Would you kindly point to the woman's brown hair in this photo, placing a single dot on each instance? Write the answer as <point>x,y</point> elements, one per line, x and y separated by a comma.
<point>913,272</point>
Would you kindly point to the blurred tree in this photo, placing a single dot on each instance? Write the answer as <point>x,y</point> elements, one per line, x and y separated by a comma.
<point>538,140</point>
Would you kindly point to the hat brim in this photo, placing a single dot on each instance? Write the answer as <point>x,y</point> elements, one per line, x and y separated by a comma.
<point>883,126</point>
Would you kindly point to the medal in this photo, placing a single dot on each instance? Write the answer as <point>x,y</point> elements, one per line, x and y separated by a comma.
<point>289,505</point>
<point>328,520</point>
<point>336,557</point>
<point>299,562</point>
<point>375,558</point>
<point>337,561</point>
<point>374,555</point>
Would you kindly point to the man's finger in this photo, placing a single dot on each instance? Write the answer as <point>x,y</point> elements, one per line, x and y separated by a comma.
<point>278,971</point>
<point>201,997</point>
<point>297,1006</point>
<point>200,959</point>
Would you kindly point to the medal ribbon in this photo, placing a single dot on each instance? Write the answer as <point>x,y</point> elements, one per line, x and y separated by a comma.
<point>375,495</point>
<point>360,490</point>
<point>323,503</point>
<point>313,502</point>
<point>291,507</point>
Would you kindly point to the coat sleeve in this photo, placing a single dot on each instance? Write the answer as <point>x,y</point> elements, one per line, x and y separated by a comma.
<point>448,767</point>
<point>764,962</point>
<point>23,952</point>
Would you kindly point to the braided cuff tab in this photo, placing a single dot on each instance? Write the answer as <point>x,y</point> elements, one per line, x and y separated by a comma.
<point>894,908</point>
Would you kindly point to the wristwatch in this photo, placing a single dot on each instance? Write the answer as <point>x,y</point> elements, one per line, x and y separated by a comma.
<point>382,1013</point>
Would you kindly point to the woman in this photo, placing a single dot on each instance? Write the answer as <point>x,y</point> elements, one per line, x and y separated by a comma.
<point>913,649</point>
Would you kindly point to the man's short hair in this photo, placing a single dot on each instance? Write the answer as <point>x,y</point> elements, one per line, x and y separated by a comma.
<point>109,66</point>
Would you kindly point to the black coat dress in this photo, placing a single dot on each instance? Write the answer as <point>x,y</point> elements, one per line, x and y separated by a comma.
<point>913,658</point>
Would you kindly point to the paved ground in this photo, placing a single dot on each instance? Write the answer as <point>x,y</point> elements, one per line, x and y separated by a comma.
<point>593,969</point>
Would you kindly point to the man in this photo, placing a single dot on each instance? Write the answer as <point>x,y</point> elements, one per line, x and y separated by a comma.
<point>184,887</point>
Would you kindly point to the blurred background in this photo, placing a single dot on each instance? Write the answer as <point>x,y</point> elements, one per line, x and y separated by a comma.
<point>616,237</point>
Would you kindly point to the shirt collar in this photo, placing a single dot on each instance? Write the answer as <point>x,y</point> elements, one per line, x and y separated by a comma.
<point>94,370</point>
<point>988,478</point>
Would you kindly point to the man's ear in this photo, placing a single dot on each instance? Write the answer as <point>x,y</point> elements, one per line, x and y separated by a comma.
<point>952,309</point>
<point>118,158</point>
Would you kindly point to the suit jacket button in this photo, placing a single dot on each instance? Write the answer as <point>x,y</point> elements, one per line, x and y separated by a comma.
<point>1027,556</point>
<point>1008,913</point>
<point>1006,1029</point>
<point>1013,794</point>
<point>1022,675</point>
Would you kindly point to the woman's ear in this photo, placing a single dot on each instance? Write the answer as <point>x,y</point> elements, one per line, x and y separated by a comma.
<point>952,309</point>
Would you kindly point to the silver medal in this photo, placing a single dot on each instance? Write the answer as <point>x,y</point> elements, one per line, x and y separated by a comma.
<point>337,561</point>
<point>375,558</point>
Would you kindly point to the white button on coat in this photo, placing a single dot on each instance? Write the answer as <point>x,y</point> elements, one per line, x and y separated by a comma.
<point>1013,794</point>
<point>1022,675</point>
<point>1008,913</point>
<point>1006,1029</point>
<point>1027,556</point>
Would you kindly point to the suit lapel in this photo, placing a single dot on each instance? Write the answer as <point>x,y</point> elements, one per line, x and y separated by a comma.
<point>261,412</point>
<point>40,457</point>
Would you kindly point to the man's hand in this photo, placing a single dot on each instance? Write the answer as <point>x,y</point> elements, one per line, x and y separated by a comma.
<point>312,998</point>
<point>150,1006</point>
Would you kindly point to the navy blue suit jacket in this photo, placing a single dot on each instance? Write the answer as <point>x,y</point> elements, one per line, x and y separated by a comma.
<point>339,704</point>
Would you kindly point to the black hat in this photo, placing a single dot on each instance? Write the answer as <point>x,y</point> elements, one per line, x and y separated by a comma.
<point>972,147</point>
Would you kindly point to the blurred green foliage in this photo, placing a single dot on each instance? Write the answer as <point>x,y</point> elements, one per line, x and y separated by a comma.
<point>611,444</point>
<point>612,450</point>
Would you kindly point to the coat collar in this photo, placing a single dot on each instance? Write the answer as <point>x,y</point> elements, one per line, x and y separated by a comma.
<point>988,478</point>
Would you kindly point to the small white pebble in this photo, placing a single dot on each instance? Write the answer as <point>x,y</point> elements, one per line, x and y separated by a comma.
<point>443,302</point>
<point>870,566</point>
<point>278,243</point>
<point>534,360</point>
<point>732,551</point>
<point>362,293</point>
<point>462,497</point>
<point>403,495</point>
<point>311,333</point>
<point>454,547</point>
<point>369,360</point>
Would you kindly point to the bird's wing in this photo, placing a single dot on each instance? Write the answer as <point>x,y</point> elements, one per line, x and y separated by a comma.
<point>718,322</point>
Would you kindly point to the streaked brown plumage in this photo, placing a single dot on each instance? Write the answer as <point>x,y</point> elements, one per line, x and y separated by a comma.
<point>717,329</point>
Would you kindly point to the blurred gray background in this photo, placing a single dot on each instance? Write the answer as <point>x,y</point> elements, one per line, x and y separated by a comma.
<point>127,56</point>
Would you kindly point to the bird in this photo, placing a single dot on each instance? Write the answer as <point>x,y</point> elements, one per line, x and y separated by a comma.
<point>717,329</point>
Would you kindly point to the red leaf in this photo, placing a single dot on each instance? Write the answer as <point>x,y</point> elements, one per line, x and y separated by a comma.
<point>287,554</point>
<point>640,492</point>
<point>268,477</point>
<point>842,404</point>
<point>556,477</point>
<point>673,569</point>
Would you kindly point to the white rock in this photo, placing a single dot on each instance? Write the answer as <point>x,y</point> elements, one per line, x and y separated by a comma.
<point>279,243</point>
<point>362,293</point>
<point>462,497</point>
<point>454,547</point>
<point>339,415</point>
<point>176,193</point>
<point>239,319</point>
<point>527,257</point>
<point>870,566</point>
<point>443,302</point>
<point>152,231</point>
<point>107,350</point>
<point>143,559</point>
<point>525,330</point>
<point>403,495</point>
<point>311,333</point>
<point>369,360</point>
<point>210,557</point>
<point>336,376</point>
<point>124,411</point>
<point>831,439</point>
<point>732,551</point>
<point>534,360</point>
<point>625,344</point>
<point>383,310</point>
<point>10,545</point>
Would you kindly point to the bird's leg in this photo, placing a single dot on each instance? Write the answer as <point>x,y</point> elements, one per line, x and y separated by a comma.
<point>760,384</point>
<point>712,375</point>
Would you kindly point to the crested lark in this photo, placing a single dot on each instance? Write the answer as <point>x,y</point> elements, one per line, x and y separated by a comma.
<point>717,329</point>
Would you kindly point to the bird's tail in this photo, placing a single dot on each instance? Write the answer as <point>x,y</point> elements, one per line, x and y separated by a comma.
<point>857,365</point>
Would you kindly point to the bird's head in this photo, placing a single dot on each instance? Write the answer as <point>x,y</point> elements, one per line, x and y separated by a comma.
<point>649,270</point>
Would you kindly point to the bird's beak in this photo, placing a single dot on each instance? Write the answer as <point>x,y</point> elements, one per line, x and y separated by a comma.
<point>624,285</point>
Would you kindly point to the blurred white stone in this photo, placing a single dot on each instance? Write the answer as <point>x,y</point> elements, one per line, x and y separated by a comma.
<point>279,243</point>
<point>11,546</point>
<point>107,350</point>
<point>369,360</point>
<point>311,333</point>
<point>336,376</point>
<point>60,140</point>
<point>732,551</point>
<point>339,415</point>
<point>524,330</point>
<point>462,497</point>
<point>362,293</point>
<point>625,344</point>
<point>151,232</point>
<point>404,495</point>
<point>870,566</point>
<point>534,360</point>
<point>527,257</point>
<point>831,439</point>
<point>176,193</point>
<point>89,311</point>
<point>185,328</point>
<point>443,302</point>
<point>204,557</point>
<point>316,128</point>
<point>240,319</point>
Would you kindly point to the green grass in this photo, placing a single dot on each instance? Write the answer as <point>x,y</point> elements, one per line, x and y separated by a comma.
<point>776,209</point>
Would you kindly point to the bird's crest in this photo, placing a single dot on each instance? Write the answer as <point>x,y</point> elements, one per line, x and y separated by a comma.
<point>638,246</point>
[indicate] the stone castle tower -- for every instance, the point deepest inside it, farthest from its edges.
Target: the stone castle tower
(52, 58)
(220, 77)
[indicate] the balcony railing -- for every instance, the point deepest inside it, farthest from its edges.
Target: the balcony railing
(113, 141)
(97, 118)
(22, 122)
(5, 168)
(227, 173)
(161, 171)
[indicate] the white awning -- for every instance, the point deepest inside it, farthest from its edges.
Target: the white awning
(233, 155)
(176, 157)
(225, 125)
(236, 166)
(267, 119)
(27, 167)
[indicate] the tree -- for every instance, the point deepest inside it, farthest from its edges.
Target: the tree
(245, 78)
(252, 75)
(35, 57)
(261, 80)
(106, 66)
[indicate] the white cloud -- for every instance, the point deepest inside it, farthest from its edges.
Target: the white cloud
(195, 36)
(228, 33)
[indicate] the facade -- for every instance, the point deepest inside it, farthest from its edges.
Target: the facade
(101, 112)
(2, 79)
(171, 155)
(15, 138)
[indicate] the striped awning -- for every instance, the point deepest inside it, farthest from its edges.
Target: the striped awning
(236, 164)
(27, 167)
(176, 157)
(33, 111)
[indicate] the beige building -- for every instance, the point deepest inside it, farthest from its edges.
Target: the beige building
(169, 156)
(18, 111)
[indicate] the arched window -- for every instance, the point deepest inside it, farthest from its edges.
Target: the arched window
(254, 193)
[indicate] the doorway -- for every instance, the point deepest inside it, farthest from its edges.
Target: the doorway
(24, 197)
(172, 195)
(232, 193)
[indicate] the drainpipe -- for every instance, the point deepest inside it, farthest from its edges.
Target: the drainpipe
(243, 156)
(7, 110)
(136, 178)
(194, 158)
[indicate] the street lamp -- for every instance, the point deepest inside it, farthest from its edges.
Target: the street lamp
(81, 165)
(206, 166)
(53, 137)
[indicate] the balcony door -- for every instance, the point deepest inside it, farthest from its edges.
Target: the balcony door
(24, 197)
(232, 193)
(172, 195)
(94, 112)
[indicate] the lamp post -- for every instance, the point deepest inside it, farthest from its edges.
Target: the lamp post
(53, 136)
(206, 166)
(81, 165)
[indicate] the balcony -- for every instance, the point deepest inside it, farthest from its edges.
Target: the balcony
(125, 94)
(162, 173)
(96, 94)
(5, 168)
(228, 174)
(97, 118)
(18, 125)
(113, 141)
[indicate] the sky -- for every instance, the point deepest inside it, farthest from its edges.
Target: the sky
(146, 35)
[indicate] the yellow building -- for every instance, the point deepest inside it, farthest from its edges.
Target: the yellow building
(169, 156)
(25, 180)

Work request: Retype exactly. Start at the line with "[indicate] the balcony -- for" and stop at the last line of the data.

Answer box:
[indicate] the balcony -- for every instance, the point deepest inside it, farthest from its edges.
Target: the balcony
(125, 94)
(162, 173)
(96, 94)
(5, 168)
(228, 174)
(97, 118)
(18, 125)
(113, 141)
[indicate] the sky -- for every instance, the point deepest inside it, farthest from its edges.
Target: the sky
(146, 35)
[indicate] the yellow building -- for every instance, the point deepest inside it, farthest from its edges.
Target: the yellow building
(169, 156)
(25, 180)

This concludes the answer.